Stated task »
Copy all of the material below word for word, keeping every line unchanged.

Provided records »
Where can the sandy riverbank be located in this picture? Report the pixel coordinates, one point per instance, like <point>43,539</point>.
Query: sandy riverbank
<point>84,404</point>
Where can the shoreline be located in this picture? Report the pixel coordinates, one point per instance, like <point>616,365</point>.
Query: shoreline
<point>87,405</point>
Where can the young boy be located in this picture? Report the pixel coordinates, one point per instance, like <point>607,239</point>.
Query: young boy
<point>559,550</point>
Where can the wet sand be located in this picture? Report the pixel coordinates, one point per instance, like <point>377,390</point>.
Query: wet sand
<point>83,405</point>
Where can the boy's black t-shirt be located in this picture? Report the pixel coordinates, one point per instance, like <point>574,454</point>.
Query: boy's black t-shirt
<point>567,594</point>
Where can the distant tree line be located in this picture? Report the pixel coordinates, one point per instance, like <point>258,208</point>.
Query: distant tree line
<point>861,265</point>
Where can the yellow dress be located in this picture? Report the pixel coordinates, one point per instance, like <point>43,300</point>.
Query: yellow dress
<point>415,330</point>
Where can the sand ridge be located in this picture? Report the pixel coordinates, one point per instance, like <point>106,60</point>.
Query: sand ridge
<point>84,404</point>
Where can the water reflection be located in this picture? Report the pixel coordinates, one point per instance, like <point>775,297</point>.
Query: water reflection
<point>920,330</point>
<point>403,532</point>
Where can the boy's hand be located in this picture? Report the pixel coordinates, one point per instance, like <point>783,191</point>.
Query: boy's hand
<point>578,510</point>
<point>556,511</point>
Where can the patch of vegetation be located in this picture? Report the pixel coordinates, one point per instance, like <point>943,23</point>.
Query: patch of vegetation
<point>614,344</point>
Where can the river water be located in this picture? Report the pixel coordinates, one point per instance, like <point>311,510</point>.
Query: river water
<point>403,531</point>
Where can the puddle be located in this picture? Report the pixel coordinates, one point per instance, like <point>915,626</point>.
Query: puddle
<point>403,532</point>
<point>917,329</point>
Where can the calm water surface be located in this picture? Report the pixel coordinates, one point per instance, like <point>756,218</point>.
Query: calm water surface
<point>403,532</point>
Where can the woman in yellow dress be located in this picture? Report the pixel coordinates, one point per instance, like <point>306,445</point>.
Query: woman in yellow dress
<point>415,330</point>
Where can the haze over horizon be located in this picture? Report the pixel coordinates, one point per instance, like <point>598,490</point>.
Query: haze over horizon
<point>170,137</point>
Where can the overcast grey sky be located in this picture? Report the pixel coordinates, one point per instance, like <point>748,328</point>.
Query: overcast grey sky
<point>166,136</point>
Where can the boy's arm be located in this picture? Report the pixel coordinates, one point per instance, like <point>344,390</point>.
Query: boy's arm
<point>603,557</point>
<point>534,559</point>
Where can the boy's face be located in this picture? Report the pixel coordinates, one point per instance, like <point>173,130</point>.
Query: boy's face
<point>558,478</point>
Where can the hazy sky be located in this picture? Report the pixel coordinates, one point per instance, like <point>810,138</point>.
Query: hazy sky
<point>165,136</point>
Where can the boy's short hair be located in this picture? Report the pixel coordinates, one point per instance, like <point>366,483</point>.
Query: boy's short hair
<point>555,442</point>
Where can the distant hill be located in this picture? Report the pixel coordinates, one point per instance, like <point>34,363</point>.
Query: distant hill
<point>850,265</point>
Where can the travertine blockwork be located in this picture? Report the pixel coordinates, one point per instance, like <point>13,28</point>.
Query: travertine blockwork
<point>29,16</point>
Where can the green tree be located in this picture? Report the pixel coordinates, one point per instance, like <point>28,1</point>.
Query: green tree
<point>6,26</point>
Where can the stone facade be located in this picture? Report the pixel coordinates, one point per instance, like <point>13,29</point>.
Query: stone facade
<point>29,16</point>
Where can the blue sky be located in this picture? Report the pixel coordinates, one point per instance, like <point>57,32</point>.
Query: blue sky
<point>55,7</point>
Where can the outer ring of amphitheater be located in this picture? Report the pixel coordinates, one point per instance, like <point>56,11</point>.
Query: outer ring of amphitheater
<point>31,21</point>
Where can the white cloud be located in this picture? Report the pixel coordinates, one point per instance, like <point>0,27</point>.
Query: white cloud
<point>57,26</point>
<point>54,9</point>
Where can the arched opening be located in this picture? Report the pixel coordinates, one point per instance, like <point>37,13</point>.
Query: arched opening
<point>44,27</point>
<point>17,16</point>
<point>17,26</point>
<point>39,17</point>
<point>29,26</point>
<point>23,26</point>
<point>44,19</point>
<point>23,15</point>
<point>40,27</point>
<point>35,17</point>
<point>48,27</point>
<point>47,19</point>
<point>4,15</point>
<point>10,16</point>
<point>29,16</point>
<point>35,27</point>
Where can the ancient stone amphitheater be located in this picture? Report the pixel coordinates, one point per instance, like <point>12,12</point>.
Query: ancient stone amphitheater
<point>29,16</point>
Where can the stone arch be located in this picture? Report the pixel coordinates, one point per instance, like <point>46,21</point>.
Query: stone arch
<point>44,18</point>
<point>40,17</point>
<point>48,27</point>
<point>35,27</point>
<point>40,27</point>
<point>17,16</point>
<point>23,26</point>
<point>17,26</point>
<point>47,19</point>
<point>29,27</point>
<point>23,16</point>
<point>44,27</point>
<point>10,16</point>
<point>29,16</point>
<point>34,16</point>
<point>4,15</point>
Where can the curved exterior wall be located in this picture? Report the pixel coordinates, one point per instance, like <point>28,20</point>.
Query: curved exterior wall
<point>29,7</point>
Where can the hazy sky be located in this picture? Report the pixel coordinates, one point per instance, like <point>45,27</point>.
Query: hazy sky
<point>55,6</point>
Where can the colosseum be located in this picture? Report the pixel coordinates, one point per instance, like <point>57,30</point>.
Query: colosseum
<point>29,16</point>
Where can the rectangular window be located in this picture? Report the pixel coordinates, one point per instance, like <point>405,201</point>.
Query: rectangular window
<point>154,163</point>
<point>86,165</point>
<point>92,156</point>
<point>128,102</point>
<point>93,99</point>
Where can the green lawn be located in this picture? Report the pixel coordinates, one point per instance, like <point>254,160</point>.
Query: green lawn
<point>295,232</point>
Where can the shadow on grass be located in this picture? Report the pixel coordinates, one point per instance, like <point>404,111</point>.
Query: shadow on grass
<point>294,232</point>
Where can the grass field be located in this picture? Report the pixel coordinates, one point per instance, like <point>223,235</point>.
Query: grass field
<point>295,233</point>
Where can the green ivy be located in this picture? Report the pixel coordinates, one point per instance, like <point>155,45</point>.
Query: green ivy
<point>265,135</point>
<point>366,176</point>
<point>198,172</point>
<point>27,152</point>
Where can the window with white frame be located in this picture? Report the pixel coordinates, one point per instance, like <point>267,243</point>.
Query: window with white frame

Response below »
Where can the sandy riverbank be located in this picture? Report the pixel coordinates, one point per instance, like <point>43,539</point>.
Query: sandy riverbank
<point>84,404</point>
Where can the shoreline be located in this picture? Report the pixel coordinates, one point per instance, like <point>616,365</point>.
Query: shoreline
<point>87,405</point>
Where can the young boy be located in this picture? Report the pixel coordinates, one point per instance, like <point>607,239</point>.
Query: young boy
<point>559,550</point>
Where can the wet sand be located in this picture? Report the pixel coordinates, one point per instance, like <point>377,390</point>.
Query: wet sand
<point>83,405</point>
Where can the boy's black t-shirt be located in this picture? Report the pixel coordinates, one point per instance, like <point>574,454</point>.
Query: boy's black t-shirt
<point>567,594</point>
Where can the distant tree line be located in this picture? Report the pixel coordinates, one point per instance, like <point>258,208</point>.
Query: distant tree line
<point>861,265</point>
Where can the yellow dress be located in this picture? Report the pixel coordinates, one point per instance, like <point>43,300</point>.
Query: yellow dress
<point>415,330</point>
Where can the sand ridge be located in this picture? Report the pixel coordinates, one point per instance, like <point>106,60</point>.
Query: sand ridge
<point>84,404</point>
Where can the water reflection be located in this picture? Report the pixel coordinates, one point per instance, like <point>775,297</point>.
Query: water reflection
<point>920,330</point>
<point>403,532</point>
Where can the boy's hand be located in this picture? Report the pixel coordinates, one point per instance, like <point>783,191</point>.
Query: boy's hand
<point>578,510</point>
<point>556,511</point>
Where can the patch of vegetation be located in this picture? Report the pixel coordinates, one point per instance, like <point>943,23</point>.
Query: patch of vegetation
<point>614,344</point>
Where can the river water be located in this picture? Report the pixel coordinates, one point per instance, like <point>311,510</point>.
Query: river water
<point>403,531</point>
Where can the puddle be located in this picture? Report the pixel coordinates, one point per instance, like <point>915,626</point>.
Query: puddle
<point>403,532</point>
<point>917,329</point>
Where can the calm water surface be located in this picture? Report the pixel coordinates, one point per instance, like <point>756,218</point>.
Query: calm water surface
<point>403,532</point>
Where can the woman in yellow dress be located in this picture? Report the pixel coordinates, one point per instance, like <point>306,445</point>.
Query: woman in yellow dress
<point>415,330</point>
Where can the haze over horizon be located in this picture? Report the pixel coordinates, one point per instance, like <point>598,490</point>.
Query: haze over horizon
<point>170,137</point>
Where can the overcast grey sky be located in this picture? Report the pixel coordinates, one point per instance, like <point>748,328</point>.
Query: overcast grey sky
<point>166,136</point>
Where can the boy's arm be located in this picture? Report the pixel coordinates, one point per instance, like <point>344,390</point>.
Query: boy's arm
<point>603,557</point>
<point>534,559</point>
Where can the boy's face be located in this picture? Report the pixel coordinates, one point per instance, like <point>173,130</point>.
Query: boy's face
<point>558,478</point>
Where can the hazy sky be located in this picture? Report the pixel coordinates, one point per instance, like <point>810,138</point>.
Query: hazy sky
<point>165,136</point>
Where can the boy's short hair be located in this picture? Report the pixel coordinates, one point per instance, like <point>366,483</point>.
Query: boy's short hair
<point>555,442</point>
Where can the distant hill be located in this picture? Report the pixel coordinates, one point per instance, like <point>34,363</point>.
Query: distant hill
<point>850,265</point>
Where can the travertine blockwork be located in this picture? Report the pixel coordinates, one point per instance, like <point>13,28</point>.
Query: travertine blockwork
<point>29,16</point>
Where can the green tree be located in this picture? Report the pixel coordinates, one point per instance, like <point>28,1</point>.
Query: green tree
<point>6,26</point>
Where can the stone facade be located in this picture? Report the pixel coordinates, one point per instance, like <point>13,29</point>.
Query: stone facade
<point>29,16</point>
Where can the blue sky be located in this picture? Report the pixel coordinates, one point per instance, like <point>57,32</point>.
Query: blue sky
<point>55,7</point>
Where can the outer ring of amphitheater be located in this picture? Report the pixel coordinates, one point per instance, like <point>56,11</point>.
Query: outer ring of amphitheater
<point>31,21</point>
Where can the white cloud be located in this picture? Report the pixel coordinates, one point per instance, like <point>0,27</point>.
Query: white cloud
<point>57,26</point>
<point>54,9</point>
Where can the arched opening be located in this picture? Report the pixel coordinates, one point per instance, like <point>37,13</point>.
Query: arched opening
<point>44,27</point>
<point>17,16</point>
<point>17,26</point>
<point>39,17</point>
<point>29,26</point>
<point>23,26</point>
<point>44,19</point>
<point>23,15</point>
<point>40,27</point>
<point>35,17</point>
<point>48,27</point>
<point>47,19</point>
<point>4,15</point>
<point>10,16</point>
<point>29,16</point>
<point>35,27</point>
Where can the ancient stone amphitheater be located in this picture? Report the pixel coordinates, one point per instance, like <point>12,12</point>.
Query: ancient stone amphitheater
<point>29,16</point>
Where can the stone arch be located in this picture? Report the pixel coordinates, one point per instance, like <point>46,21</point>.
Query: stone arch
<point>44,18</point>
<point>40,17</point>
<point>48,27</point>
<point>35,27</point>
<point>40,27</point>
<point>17,16</point>
<point>23,26</point>
<point>17,26</point>
<point>47,19</point>
<point>29,27</point>
<point>23,16</point>
<point>44,27</point>
<point>10,16</point>
<point>29,16</point>
<point>34,16</point>
<point>4,15</point>
Where can the curved exterior wall be located in this picture? Report the pixel coordinates, one point per instance, like <point>28,20</point>.
Query: curved exterior wall
<point>29,7</point>
Where can the hazy sky be located in this picture? Report the pixel coordinates, one point per instance, like <point>45,27</point>.
Query: hazy sky
<point>55,6</point>
Where can the colosseum be located in this picture? Report the pixel coordinates, one point per instance, like <point>57,30</point>.
Query: colosseum
<point>29,16</point>
Where can the rectangular window be located in this picture? Report the pixel coordinates, one point per instance, like <point>405,201</point>.
Query: rectangular window
<point>154,163</point>
<point>86,165</point>
<point>92,156</point>
<point>128,102</point>
<point>93,99</point>
Where can the green lawn be located in this picture? Report the pixel coordinates, one point per instance, like <point>254,160</point>.
Query: green lawn
<point>295,232</point>
Where can the shadow on grass be located in this picture? Report the pixel coordinates, one point per instance, like <point>404,111</point>.
Query: shadow on grass
<point>294,232</point>
Where can the grass field be located in this picture? Report the pixel coordinates, one point per instance, like <point>223,235</point>.
Query: grass field
<point>295,233</point>
Where can the green ivy be located in this picture? Report the pixel coordinates, one point per instance, like <point>155,45</point>.
Query: green ivy
<point>265,135</point>
<point>366,176</point>
<point>198,172</point>
<point>27,152</point>
Where can the window with white frame be located in this picture? Report the pixel coordinates, one point per instance, like <point>267,243</point>.
Query: window with white frame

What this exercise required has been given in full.